In the passage on food insecurity, retype the text starting at "Taken together, these" and ending at "achieving food security.".
— START OF Quoted passage —
Food insecurity also exists in industrialized nations, largely among low-income communities and communities of color. Activists working to increase food security in the United States tend to define it as access to healthy, affordable, culturally appropriate food through nonemergency means. Their strategies often consist of efforts to increase access to locally grown produce through farmers markets and community gardens. Some activists have moved beyond the concept of food security to food justice, which calls for a deeper analysis of structural inequality with regard to the distribution of food.

The Modernizationist Approach in the Global South

One approach to food insecurity, embodied by USAID and others working with them, is aligned with what those studying development call modernization theory. This approach argues that rural residents of underdeveloped countries need to modernize and participate more fully in the global economy to increase their ability to purchase food. USAID, for example, views the key to addressing food insecurity as increasing agricultural productivity. Their plan to increase food security contains six pints:

  • Improving policy frameworks to catalyze economic growth
  • Bolstering agricultural science and technology
  • Developing domestic market and international trade opportunities to ensure rural farmers adequate returns
  • Securing property rights and access to finance
  • Enhancing human capital through education and improved health
  • Protecting the vulnerable through conflict resolution and transparency in public institutions

Taken together, these strategies encourage nation-states to create an economic climate in which rural, food-insecure farmers can sell increased quantities of food, thus raising their incomes and achieving food security.
— END OF Quoted passage —
— START OF Excerpted data —
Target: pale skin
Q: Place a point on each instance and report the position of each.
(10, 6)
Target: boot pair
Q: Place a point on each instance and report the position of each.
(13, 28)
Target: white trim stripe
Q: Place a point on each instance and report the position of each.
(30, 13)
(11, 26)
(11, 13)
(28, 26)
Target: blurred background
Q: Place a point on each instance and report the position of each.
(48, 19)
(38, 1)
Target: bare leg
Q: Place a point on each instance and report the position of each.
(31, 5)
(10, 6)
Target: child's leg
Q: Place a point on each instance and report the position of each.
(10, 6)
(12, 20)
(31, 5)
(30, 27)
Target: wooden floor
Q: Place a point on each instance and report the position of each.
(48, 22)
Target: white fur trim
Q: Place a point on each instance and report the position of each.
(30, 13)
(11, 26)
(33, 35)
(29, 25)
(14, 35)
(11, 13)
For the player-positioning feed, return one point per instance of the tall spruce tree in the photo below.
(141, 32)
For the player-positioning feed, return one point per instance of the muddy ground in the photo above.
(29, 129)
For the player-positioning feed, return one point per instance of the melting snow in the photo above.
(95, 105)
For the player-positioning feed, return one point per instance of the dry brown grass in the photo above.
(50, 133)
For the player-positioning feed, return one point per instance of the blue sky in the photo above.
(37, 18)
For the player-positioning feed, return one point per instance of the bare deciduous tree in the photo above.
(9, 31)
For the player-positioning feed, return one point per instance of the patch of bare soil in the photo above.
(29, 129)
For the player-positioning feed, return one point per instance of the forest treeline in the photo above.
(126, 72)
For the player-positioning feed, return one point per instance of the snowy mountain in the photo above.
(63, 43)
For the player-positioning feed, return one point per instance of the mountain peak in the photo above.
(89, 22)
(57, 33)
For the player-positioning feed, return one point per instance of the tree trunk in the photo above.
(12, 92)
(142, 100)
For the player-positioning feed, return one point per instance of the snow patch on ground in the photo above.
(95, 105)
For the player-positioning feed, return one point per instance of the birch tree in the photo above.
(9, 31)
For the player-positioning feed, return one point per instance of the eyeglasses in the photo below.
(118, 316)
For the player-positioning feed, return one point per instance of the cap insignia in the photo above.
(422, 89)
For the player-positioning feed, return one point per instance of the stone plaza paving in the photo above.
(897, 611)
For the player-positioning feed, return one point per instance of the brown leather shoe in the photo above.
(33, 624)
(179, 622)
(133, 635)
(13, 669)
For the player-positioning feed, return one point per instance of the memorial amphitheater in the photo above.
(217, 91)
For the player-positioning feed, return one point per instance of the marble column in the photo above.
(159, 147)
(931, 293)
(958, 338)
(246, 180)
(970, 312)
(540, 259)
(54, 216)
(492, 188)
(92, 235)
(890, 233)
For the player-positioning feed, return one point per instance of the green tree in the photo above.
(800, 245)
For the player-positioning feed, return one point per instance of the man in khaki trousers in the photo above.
— END OF Excerpted data —
* **Answer to the exercise**
Taken together, these strategies encourage nation-states to create an economic climate in which rural, food-insecure farmers can sell increased quantities of food, thus raising their incomes and achieving food security.